Directions — Render the lines of all the rows below as a numbered list, skipping any blank lines. Leave the pictures out.

Records supplied start

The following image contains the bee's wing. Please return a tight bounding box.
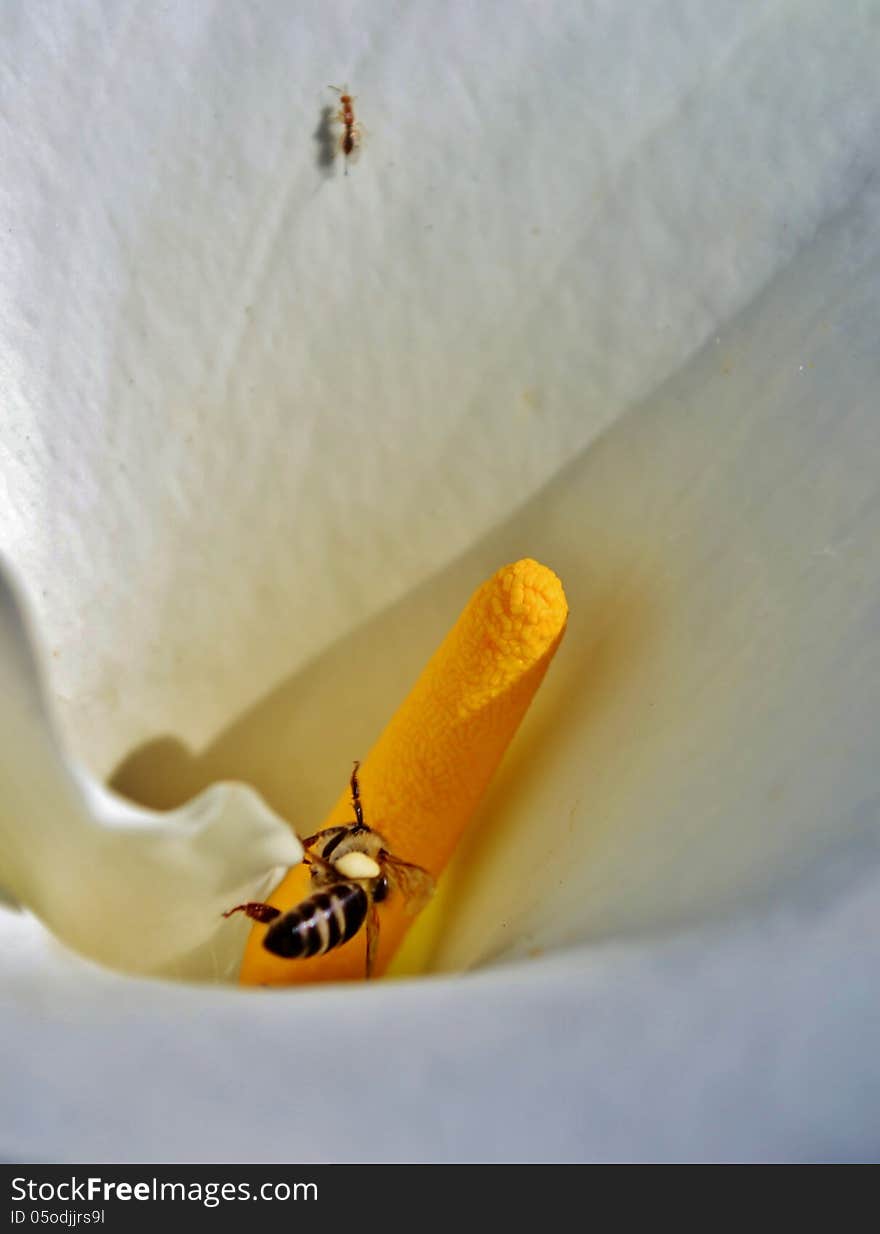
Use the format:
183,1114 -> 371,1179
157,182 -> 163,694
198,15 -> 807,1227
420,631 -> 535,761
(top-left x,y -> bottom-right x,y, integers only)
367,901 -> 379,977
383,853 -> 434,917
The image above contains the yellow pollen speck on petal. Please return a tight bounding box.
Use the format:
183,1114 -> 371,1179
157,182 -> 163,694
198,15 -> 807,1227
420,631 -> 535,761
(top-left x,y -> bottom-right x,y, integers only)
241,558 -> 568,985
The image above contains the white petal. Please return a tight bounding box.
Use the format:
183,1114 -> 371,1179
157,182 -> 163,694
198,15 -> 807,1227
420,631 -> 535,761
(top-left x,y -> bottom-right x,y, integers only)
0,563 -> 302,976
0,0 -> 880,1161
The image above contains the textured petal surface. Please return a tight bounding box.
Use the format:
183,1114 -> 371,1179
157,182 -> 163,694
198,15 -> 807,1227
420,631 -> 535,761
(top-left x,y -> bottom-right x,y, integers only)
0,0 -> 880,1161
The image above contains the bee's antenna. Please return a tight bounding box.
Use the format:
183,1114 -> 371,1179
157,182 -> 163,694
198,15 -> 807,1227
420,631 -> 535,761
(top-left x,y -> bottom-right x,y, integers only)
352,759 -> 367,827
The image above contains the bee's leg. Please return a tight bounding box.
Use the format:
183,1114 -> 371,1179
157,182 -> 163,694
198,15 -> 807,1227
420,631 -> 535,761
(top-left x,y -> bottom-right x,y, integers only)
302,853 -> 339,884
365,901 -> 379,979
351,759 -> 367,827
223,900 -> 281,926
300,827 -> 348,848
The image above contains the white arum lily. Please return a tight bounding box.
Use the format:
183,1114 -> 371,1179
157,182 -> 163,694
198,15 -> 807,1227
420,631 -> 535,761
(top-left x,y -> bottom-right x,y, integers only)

Records supplied end

Response to this exercise —
1. The following image contains the bee's wing. Please return a tight bounding box.
2. Use the format:
3. 183,1114 -> 371,1179
4. 157,182 -> 163,694
5. 198,15 -> 807,1227
6. 420,631 -> 535,761
7. (top-left x,y -> bottom-right x,y, integers only)
8. 367,901 -> 379,977
9. 383,853 -> 434,917
10. The image above contains the yellow pollen speck on petal. Please return a tight bounding box.
11. Use the format:
12. 183,1114 -> 371,1179
13. 157,182 -> 163,694
14. 198,15 -> 807,1227
15. 420,631 -> 535,761
16. (top-left x,y -> bottom-right x,y, integers only)
17. 241,558 -> 568,985
18. The image above contains the white petal. Please return a tight bounding box.
19. Use the format:
20. 183,1114 -> 371,1179
21. 157,182 -> 163,694
22. 198,15 -> 807,1227
23. 420,631 -> 535,761
24. (top-left x,y -> bottom-right x,y, integers only)
25. 0,563 -> 302,976
26. 0,0 -> 880,1161
27. The image above contains the textured petal surface. Please return a tight bounding box.
28. Use the format:
29. 183,1114 -> 371,1179
30. 157,182 -> 163,694
31. 198,15 -> 807,1227
32. 420,631 -> 535,761
33. (top-left x,y -> bottom-right x,y, integers only)
34. 0,0 -> 880,1161
35. The image above contains the bee's antenna. Please return a tight bounding box.
36. Use the format:
37. 183,1114 -> 371,1179
38. 157,182 -> 163,694
39. 198,15 -> 807,1227
40. 420,631 -> 535,761
41. (top-left x,y -> bottom-right x,y, integers only)
42. 352,759 -> 367,827
43. The image above contains the bee's leg. Please return a tight bounding box.
44. Use the format:
45. 183,1114 -> 371,1179
46. 157,182 -> 163,694
47. 198,15 -> 807,1227
48. 420,631 -> 535,761
49. (top-left x,y -> bottom-right x,y, integers only)
50. 302,853 -> 339,884
51. 365,901 -> 379,979
52. 351,759 -> 367,827
53. 223,900 -> 281,926
54. 300,827 -> 348,848
55. The image above contains the white arum lily. Please return a tight bounding box.
56. Use the format:
57. 183,1114 -> 371,1179
58. 157,182 -> 163,694
59. 198,15 -> 807,1227
60. 420,631 -> 535,761
61. (top-left x,y -> bottom-right x,y, integers only)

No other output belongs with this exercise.